**The task:** Write out the lines from the line containing "Where can the ruined" through the final line of the listing below, exactly, omitting every other line.

(Coordinate labeling data)

— BEGIN —

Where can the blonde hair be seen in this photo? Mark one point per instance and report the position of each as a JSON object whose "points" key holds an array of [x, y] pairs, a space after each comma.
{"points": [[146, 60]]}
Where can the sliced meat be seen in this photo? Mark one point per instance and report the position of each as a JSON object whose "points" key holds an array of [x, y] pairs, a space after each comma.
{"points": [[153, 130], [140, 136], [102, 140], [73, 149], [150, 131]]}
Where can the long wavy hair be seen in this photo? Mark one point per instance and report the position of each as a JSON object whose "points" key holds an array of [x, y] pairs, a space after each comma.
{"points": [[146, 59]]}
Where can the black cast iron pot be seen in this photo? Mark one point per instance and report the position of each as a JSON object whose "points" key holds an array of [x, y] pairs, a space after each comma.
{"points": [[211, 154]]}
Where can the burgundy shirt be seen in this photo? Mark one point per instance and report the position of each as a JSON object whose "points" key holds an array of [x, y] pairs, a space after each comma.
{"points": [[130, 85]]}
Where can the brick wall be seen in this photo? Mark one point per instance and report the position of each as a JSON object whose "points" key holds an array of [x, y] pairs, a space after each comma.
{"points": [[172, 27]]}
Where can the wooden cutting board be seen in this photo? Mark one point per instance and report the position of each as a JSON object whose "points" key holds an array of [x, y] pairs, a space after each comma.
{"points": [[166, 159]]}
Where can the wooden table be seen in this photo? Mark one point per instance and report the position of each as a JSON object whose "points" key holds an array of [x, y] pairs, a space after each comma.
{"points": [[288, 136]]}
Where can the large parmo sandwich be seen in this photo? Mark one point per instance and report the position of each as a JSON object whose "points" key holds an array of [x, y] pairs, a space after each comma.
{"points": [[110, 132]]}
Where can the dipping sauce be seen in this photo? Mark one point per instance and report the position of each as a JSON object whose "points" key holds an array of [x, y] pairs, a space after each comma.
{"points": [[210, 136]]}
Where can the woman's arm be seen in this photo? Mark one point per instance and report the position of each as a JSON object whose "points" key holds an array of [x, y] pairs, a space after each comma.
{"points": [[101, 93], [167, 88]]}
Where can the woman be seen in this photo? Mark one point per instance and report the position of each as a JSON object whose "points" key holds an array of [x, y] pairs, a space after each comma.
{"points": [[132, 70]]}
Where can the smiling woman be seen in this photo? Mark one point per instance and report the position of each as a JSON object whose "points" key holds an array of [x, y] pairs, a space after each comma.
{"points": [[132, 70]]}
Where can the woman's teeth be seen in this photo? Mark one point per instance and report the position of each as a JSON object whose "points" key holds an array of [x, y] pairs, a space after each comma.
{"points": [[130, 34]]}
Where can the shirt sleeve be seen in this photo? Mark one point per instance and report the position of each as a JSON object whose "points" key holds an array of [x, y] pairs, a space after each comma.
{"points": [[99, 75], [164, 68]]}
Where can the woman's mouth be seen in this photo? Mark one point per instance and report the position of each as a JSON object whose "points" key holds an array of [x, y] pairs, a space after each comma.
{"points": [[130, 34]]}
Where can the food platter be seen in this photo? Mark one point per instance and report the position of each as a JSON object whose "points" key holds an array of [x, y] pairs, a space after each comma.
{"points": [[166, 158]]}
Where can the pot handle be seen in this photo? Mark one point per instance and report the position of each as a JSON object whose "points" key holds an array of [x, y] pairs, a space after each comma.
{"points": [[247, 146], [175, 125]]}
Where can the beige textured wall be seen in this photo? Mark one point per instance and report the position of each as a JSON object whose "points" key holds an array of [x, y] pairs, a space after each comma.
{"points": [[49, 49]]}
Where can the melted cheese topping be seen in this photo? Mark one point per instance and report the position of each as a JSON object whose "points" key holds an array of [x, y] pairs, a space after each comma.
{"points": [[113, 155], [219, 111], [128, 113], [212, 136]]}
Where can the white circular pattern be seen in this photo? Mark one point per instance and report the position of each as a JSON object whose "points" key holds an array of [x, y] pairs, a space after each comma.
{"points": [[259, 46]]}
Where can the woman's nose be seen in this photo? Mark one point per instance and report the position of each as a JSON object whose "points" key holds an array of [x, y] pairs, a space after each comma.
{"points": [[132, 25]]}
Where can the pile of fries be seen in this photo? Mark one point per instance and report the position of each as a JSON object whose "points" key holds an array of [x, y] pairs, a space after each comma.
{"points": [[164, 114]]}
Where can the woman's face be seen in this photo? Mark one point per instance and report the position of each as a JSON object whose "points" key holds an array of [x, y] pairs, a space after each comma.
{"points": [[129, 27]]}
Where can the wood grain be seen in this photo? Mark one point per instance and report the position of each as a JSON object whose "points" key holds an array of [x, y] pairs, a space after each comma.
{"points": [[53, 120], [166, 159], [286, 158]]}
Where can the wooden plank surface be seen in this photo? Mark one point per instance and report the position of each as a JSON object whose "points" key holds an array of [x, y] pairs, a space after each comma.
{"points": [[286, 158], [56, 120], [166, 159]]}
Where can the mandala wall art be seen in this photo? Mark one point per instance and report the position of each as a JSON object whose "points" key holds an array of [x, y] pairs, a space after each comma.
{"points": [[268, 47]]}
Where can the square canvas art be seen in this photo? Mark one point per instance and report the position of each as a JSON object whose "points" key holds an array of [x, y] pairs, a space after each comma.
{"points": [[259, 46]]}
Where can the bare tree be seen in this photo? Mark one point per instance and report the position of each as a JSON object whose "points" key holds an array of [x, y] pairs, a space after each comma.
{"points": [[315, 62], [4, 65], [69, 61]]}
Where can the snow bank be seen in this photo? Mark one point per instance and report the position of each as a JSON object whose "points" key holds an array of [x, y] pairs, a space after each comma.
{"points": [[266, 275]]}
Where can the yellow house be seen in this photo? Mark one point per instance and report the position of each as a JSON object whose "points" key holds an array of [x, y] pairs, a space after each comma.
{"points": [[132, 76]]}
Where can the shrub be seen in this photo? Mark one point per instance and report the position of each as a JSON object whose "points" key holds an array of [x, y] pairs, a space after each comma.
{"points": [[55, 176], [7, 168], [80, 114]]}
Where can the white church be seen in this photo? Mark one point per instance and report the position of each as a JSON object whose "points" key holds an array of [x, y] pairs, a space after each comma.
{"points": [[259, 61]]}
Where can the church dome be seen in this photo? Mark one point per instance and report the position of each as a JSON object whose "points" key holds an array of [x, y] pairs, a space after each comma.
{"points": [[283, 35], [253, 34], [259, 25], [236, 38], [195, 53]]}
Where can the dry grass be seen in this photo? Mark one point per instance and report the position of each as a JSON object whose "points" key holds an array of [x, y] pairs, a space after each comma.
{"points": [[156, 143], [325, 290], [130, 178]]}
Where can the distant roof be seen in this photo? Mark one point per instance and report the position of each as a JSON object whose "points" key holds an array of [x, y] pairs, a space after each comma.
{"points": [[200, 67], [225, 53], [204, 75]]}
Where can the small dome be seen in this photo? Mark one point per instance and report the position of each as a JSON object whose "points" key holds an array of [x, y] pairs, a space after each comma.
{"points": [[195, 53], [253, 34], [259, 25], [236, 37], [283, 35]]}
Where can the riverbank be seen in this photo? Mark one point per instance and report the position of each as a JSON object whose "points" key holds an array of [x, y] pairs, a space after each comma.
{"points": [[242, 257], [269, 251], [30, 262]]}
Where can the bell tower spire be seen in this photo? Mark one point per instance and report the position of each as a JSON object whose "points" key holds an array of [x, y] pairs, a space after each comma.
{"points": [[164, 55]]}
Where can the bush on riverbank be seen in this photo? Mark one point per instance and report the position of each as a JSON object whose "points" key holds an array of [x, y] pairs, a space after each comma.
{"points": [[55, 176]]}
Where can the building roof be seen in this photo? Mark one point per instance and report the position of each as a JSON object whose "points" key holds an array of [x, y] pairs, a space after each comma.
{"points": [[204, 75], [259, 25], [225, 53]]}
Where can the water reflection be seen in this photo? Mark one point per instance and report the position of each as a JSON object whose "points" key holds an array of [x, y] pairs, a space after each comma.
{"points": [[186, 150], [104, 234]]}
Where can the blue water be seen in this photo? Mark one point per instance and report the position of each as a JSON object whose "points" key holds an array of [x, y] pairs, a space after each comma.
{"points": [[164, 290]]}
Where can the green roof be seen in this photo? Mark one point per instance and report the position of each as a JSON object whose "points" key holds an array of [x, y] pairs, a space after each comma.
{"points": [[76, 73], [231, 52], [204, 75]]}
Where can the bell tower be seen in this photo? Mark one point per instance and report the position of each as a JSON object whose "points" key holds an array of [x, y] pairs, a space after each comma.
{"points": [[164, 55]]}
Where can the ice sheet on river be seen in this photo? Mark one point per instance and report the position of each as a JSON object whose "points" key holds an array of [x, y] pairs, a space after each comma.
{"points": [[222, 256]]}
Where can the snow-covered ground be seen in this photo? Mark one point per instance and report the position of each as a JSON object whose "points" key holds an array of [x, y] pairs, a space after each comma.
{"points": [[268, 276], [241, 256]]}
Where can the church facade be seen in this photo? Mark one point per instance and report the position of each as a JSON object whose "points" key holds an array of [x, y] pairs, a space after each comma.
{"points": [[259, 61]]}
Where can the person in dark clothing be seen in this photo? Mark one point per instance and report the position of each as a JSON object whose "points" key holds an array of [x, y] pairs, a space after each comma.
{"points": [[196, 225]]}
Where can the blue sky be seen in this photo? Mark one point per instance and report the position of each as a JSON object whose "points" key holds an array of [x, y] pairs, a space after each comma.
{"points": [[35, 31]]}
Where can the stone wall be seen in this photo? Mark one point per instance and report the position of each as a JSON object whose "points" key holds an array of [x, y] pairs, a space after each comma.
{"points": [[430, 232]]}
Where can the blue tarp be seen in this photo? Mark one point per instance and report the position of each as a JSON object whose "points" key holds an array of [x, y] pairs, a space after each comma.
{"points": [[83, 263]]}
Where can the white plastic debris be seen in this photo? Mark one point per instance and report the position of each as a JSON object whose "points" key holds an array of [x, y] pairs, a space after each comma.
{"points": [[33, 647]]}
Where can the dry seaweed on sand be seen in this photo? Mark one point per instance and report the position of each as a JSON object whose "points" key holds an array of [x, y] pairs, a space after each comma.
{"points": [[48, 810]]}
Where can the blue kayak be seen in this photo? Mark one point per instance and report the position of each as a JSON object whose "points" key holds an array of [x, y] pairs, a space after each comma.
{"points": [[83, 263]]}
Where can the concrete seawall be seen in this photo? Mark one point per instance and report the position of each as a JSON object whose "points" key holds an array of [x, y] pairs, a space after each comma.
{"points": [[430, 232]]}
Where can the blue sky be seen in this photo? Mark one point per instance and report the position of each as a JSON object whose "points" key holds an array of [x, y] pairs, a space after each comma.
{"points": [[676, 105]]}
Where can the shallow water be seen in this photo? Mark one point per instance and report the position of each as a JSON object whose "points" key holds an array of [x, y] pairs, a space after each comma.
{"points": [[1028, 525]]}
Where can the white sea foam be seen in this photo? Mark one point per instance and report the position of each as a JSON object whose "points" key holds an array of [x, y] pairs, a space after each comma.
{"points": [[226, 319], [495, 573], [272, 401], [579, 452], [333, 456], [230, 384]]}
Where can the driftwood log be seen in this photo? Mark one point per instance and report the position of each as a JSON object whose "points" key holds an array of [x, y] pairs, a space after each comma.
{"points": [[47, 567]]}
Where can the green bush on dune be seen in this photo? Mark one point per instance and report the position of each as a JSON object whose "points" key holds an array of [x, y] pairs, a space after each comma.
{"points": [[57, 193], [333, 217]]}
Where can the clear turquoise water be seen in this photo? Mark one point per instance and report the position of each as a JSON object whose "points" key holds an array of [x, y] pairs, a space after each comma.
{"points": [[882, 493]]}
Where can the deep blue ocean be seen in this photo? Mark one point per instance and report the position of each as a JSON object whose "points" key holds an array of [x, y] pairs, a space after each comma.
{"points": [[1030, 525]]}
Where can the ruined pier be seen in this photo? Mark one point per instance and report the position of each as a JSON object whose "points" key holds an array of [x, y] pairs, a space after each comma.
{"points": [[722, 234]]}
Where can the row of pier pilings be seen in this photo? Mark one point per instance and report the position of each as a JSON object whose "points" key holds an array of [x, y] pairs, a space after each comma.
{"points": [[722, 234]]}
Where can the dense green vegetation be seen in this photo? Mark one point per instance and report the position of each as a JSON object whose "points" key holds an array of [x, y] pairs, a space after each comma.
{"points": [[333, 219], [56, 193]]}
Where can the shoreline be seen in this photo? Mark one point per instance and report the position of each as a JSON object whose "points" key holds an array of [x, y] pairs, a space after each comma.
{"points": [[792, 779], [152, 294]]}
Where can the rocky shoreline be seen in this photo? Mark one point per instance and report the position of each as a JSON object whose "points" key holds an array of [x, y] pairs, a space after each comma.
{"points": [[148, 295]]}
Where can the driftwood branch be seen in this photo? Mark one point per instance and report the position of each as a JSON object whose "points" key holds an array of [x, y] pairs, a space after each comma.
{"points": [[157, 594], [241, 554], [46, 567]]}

— END —

**Output of the exercise:**
Where can the ruined pier be seen in this photo? Mark one point per instance and report the position of each as a JSON object whose "points" key holds an array of [x, y] pairs, a space after each comma.
{"points": [[722, 234]]}
Where can the row of pier pilings be seen in this photo? Mark one point per instance and report the position of each as a JSON object whose "points" key holds an array of [x, y] pairs, a space after each comma.
{"points": [[722, 234]]}
Where can the dense green vegetation be seen in this photo? Mark one point per instance and report the position of each as a JSON object whose "points" key holds an array of [x, y] pairs, a space after each comma.
{"points": [[333, 219], [56, 193]]}
Where can the shoreline be seen in this photo? Mark one point per instance and report the position of each as a JSON object whose "points" key holds an array of [x, y] pairs, a space after each comma.
{"points": [[792, 779], [152, 294]]}
Where can the rocky shoreline be seen in this photo? Mark one point per instance and report the position of each as a JSON object whose "points" key holds an array of [x, y] pairs, a space after each comma.
{"points": [[148, 295]]}
Where can the driftwood branch be seen in this photo? Mark one point per instance and report the position of each as a JSON object whose "points" key holds an array of [x, y] pairs, a space after each comma.
{"points": [[157, 594], [241, 554], [46, 567]]}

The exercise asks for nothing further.